Exercise requirements:
Restate all entries word for word, minus pictures.

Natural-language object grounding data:
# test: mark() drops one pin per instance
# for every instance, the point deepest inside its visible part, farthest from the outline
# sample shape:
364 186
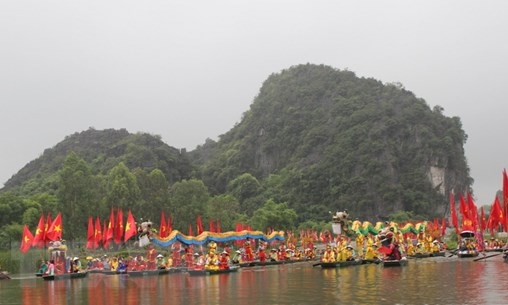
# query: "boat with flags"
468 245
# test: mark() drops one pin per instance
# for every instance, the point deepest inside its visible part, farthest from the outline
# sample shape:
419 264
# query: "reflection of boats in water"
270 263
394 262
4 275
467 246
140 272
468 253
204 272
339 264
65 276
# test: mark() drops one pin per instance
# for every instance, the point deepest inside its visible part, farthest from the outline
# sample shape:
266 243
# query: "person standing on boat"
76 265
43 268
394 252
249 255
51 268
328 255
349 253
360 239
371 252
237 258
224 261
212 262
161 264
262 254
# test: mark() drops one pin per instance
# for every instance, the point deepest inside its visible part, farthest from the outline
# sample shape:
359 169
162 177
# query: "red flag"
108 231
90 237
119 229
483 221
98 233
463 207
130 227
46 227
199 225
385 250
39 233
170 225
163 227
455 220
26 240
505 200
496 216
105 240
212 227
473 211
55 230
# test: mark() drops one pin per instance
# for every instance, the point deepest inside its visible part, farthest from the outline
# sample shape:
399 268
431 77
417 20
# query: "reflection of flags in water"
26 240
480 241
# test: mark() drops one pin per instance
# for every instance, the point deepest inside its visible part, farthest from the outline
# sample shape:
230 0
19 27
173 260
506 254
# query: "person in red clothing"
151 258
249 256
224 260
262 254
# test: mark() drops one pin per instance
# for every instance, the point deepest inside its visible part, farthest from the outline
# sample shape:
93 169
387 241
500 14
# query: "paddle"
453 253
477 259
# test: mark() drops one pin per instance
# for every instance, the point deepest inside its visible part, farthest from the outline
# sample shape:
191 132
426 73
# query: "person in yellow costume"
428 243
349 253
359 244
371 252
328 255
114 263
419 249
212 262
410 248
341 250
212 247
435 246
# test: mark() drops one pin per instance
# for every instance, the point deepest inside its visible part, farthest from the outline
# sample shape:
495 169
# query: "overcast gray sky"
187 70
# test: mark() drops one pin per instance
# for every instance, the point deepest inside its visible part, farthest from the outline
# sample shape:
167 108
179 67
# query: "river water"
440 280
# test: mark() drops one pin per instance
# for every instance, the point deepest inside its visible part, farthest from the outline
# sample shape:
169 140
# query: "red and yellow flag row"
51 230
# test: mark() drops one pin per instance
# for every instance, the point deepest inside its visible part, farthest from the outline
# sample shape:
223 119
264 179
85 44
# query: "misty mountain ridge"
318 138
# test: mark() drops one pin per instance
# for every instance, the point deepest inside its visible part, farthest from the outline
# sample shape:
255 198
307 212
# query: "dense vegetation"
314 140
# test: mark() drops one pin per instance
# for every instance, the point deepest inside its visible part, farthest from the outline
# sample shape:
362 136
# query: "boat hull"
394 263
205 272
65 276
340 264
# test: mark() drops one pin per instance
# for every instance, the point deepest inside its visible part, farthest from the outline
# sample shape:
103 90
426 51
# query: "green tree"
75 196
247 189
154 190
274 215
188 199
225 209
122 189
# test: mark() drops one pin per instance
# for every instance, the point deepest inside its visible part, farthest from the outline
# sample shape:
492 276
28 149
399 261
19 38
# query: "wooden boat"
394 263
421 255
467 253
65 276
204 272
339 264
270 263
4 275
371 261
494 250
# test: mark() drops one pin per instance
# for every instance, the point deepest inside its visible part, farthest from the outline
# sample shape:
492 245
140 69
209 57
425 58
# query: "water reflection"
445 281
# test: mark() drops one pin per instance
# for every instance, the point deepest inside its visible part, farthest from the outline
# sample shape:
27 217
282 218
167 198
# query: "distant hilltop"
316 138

Answer space:
# test: mark() drops one pin per instance
# for every instance, the point deepest inside its visible part, farthest from the outline
# sample shape:
364 186
# query: "boat with flags"
468 245
# test: mark() drops one pin per instance
# for every instance, the point deepest inside its visible part, farthest from the outline
# sample shape:
419 264
# query: "reflection of boats in water"
270 263
394 262
4 275
467 246
140 272
468 253
204 272
339 264
65 276
# test: mark() drops one pin per instance
# for every instance, the point deepest inside its visible part, farthest from the outline
# sample shape:
266 243
# query: "person standing on boat"
76 265
43 268
394 252
249 255
51 268
328 255
349 253
360 239
371 252
237 258
224 261
212 262
161 264
262 254
# test: mark() drops one pin per instance
# for every instance, the point deepest inside its visible part, farthest from the outline
# sample shape:
359 169
162 177
# query: "red flag"
108 231
90 237
119 229
483 221
98 233
463 207
130 227
46 227
199 225
385 250
39 233
170 225
163 227
455 220
26 240
505 200
496 216
105 240
212 227
473 211
55 230
# test: mark() drops one pin per instance
# for every instance, the point deepest inside its visible part, farthest from the outline
# sample shape:
399 268
431 77
417 20
# query: "reflection of flags in water"
26 240
480 241
# test: mark() drops one pin per instance
# for every instance, the point deepest inside its visible part, farthest from the outline
# sample shape:
230 0
19 27
173 260
506 254
# query: "person in red clothing"
151 258
249 256
224 260
262 254
# test: mark() drops one pin per instance
# for every instance, the point deepest inside its visible part, farthest from the outline
# sample shape:
93 169
387 241
500 14
# query: "paddle"
453 253
477 259
# test: mark() drops one pin per instance
# for every instance, the point deepest inside its visible part, farthest from the outline
# sample shape:
191 132
426 73
# query: "person in yellow costume"
428 243
349 253
359 244
371 252
328 255
114 263
419 249
212 262
410 248
341 250
212 247
435 246
# test: mark() drops one pin per instance
# for every instance, the point deepest inside its visible part, farthest from the outline
# sample shape:
495 169
# query: "overcast gray sky"
187 70
# test: mark() drops one pin per instance
# for every instance, the point deepest inside its visible part, farthest from the outline
# sample shape:
167 108
179 67
# query: "river water"
440 280
# test: mark() drops one pin per instance
# for every instance, the point deepest inside its visible part, farthest from the outline
# sample shape:
169 140
# query: "red and yellow flag row"
51 230
# test: mark() drops one pin per instance
# for every instance, the point deepest inside its visible part, farthest from the outline
# sample shape:
223 119
264 179
85 44
# query: "misty mountain ridge"
318 138
# test: mark() drops one pin per instance
# for every instance, the point deepest inside its visible part, farthest from the outline
# sample shape:
255 198
307 212
# query: "dense vegetation"
314 140
# test: mark() drops one pin per instance
# for every instance, the point deepest inside its visible part, farthest from the outline
# sample shape:
362 136
# query: "boat hull"
394 263
205 272
65 276
340 264
# test: mark() drops one pin per instance
# for every instance, the point deepest inside its visible part, farthest from the outline
# sample shape:
103 90
426 51
# query: "green tree"
75 196
247 189
154 190
274 215
188 199
225 209
122 189
# test: mark() drops one pin per instance
# for every instance, the point deepest inside its visible part, farthest from the outline
# sample shape:
492 276
28 149
399 261
19 38
# query: "wooden boat"
394 263
421 255
467 253
65 276
204 272
339 264
270 263
4 275
371 261
494 250
# test: mark() drops one pin per instance
# for every instance, the point deepest inside its visible part, farthest from the outline
# sample shape:
492 245
140 69
209 57
425 58
# query: "water reflection"
445 281
# test: mark() drops one pin per instance
# for every instance, the point deepest inside its visible part, farthest from the outline
# sample shape:
27 217
282 218
167 198
# query: "distant hilltop"
316 138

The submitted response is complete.